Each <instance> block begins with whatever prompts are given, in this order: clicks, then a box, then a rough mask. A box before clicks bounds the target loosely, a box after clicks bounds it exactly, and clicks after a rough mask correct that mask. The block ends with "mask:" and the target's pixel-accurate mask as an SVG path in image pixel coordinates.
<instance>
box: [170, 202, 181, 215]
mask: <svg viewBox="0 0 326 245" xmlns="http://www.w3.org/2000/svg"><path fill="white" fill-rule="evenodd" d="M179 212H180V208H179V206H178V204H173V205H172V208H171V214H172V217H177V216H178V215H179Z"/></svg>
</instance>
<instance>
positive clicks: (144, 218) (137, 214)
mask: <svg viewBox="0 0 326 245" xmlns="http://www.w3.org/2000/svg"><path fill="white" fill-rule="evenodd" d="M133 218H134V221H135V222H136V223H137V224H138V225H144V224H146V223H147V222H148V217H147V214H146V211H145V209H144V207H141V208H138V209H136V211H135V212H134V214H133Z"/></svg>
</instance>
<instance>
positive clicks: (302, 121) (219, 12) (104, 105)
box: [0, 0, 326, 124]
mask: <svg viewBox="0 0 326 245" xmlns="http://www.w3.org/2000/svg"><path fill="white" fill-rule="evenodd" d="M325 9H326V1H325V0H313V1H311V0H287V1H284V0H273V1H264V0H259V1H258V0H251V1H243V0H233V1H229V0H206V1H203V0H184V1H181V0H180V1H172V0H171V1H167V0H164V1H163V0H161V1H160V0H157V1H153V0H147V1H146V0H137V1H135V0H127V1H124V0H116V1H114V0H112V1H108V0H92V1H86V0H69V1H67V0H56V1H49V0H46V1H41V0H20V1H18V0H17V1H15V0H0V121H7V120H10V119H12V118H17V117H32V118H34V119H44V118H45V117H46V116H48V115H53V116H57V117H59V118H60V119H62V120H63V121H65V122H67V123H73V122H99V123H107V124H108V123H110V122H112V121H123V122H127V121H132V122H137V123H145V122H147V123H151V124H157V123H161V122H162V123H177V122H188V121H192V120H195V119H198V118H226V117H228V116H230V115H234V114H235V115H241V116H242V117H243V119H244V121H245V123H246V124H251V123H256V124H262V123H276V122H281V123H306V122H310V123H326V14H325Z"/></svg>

·····

* _ABOUT THIS TASK_
Only the lines from the beginning of the entries through the line bearing "positive clicks: (302, 121)" should be returned, each exactly as written.

* _RESPONSE TO THE TASK_
Each <instance> block begins with whatever prompts are given, in this order: clicks, then a box, then a rough mask. A box before clicks bounds the target loosely, a box after clicks bounds it exactly, and clicks after a rough mask correct that mask. The block ends with "mask:" and the target's pixel-accurate mask as an SVG path in image pixel coordinates.
<instance>
box: [170, 202, 181, 215]
mask: <svg viewBox="0 0 326 245" xmlns="http://www.w3.org/2000/svg"><path fill="white" fill-rule="evenodd" d="M179 212H180V208H179V206H178V204H173V205H172V208H171V214H172V217H177V216H178V215H179Z"/></svg>
</instance>
<instance>
positive clicks: (144, 218) (137, 214)
mask: <svg viewBox="0 0 326 245" xmlns="http://www.w3.org/2000/svg"><path fill="white" fill-rule="evenodd" d="M133 218H134V221H135V222H136V223H137V224H138V225H144V224H146V223H147V222H148V217H147V214H146V211H145V209H144V207H141V208H138V209H136V211H135V212H134V214H133Z"/></svg>
</instance>
<instance>
positive clicks: (302, 121) (219, 12) (104, 105)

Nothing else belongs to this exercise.